___ Document text

Village in Herefordshire, England

Credenhill is a village and civil parish in Herefordshire, England. The population of this civil parish taken at the 2011 Census was 2,271.

==History==

Credenhill village has had military connections since 80 BC, when Iron Age Celts constructed a hill fort and earthwork defence system commanding the surrounding area. The Romans founded the town of Magnis at what is now Kenchester, which was later abandoned during the withdrawal of Roman armies from Britain. In 428 AD Magnis was destroyed by a fire during raids by the Picts and Scots. The remains of the old fort was occupied by the Saxons in 480 AD. The Saxon chief Creoda occupied the fort in 540 AD, and "Creoda's Hill" gave its name to Credenhill.

During the First World War, land in Credenhill was occupied by an army unit to store ammunition. In 1939 the land was requisitioned for defence and became RAF Hereford.

==Governance==
An electoral ward of the same name exists. This ward stretches south to Breinton with a total ward population as at the 2011 Census of 3,612.

______

Answer these from the Credenhill text:
1. What was the population of the civil parish at the 2011 Census?
2. What did the requisitioned land become in 1939?
3. To where does the electoral ward stretch south?

___ Data for review

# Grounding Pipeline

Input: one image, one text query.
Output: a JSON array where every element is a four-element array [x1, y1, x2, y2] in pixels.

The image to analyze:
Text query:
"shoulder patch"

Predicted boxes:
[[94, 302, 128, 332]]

______

## Written answer
1. 2,271
2. RAF Hereford
3. Breinton